Copy word for word the entries starting at the line that contains "indicate: sloped hillside" and continuing through the last of the entries.

--- DATA IN THIS EXERCISE ---
::::

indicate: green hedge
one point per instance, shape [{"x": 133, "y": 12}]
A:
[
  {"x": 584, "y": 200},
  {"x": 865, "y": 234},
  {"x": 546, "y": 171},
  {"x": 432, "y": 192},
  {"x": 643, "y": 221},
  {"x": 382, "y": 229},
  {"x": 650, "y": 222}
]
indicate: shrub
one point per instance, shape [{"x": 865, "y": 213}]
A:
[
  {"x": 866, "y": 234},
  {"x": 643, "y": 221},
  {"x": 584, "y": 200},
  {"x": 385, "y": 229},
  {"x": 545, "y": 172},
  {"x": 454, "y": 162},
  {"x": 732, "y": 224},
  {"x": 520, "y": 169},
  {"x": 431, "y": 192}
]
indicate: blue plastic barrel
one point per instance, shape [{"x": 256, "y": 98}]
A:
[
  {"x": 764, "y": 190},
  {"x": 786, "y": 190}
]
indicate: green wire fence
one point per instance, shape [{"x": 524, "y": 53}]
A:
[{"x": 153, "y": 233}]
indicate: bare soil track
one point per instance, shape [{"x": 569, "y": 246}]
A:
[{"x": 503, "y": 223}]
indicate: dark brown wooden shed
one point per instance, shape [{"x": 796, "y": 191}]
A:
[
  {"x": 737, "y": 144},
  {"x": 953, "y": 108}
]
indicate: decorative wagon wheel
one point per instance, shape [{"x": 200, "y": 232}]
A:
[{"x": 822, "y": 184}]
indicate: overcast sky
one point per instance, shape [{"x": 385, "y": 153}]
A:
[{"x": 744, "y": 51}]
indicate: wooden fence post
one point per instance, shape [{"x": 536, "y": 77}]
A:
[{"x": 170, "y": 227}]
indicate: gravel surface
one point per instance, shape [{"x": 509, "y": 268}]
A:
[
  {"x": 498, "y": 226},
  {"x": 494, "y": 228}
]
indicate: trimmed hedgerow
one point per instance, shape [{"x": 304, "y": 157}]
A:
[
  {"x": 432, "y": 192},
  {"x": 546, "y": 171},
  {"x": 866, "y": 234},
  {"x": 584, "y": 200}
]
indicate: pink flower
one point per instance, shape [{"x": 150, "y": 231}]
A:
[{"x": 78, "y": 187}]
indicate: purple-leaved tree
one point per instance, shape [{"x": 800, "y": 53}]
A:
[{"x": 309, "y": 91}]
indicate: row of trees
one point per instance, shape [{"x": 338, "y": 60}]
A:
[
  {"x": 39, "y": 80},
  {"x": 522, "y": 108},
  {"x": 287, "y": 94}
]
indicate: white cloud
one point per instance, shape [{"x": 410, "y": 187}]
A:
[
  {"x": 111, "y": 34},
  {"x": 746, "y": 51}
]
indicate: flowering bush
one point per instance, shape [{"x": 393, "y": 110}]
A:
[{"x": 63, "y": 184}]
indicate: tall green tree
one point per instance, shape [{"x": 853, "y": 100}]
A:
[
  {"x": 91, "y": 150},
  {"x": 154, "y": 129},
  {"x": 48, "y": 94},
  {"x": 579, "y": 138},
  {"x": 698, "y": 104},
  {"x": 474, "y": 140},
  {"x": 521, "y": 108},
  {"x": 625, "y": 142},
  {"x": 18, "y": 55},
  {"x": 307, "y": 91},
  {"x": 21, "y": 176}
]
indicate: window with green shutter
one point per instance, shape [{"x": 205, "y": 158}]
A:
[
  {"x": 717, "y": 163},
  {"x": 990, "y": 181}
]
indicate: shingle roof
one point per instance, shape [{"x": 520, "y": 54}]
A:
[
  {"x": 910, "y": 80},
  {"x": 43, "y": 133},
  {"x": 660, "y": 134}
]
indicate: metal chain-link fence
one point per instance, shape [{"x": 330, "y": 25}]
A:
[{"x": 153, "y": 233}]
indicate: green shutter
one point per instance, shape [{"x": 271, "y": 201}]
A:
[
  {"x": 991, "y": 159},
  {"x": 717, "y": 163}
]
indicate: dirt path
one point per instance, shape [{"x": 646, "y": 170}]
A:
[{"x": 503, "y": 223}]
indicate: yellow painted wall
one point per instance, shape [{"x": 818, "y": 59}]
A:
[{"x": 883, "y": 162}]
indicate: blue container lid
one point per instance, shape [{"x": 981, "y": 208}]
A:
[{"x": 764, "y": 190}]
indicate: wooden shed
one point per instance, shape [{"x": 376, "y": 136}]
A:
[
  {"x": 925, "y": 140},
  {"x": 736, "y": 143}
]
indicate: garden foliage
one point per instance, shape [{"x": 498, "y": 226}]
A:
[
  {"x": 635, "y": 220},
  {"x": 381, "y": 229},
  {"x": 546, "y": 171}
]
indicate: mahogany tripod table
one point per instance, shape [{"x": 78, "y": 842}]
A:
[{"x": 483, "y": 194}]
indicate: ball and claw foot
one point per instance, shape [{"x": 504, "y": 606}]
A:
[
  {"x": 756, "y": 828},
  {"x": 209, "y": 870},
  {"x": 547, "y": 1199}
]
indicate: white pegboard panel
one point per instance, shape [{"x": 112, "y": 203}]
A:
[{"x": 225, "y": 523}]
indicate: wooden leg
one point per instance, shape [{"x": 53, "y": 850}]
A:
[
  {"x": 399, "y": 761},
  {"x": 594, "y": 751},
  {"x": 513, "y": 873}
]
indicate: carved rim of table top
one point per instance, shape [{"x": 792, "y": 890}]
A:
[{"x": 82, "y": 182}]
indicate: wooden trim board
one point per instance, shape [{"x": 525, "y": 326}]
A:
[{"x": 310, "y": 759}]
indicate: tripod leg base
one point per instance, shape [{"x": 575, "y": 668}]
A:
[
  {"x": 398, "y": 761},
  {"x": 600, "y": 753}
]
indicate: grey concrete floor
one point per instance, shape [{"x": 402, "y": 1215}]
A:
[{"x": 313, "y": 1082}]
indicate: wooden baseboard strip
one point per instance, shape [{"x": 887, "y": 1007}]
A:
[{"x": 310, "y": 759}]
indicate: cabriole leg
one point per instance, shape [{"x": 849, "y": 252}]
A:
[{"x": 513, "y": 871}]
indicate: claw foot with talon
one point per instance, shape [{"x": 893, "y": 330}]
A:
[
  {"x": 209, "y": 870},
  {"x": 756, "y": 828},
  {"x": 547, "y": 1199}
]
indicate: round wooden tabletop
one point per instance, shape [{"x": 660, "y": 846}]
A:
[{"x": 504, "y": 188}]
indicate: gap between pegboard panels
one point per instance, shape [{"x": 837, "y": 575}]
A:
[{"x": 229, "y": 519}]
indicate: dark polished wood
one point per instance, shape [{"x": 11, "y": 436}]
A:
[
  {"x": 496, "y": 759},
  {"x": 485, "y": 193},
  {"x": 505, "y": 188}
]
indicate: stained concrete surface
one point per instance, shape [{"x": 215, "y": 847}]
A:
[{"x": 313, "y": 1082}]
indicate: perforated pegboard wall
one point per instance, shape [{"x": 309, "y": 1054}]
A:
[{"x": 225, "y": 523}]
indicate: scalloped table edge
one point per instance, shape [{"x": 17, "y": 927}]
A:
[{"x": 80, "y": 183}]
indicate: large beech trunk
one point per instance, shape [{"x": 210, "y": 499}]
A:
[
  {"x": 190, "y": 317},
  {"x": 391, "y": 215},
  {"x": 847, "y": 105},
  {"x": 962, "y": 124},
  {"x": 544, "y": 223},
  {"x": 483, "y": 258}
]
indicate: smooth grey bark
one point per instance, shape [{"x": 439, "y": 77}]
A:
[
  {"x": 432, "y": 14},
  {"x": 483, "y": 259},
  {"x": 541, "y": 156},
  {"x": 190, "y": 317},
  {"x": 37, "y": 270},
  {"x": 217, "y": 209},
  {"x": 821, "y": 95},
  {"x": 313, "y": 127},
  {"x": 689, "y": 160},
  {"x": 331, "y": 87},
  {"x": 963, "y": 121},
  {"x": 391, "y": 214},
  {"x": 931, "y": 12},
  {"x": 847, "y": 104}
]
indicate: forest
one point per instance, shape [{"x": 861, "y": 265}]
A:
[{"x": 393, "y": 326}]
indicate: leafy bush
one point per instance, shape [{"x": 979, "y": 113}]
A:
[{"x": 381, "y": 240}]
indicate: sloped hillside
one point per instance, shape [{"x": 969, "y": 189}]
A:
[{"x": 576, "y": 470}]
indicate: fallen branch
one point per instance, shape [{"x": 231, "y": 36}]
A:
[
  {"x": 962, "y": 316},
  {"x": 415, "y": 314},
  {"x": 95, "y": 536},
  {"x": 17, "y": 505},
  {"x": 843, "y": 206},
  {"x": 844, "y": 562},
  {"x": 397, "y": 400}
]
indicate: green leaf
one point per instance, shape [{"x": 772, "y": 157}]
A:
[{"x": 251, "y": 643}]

::::

--- REPLY TO THE TASK ---
indicate: sloped hillside
one point per instance, shape [{"x": 969, "y": 189}]
A:
[{"x": 576, "y": 470}]
indicate: fallen branch
one point per instance, shape [{"x": 231, "y": 36}]
A:
[
  {"x": 962, "y": 316},
  {"x": 415, "y": 314},
  {"x": 95, "y": 536},
  {"x": 17, "y": 505},
  {"x": 843, "y": 206},
  {"x": 844, "y": 562},
  {"x": 397, "y": 400}
]
indicate: green leaf
one point per instance, shape [{"x": 772, "y": 157}]
A:
[{"x": 251, "y": 643}]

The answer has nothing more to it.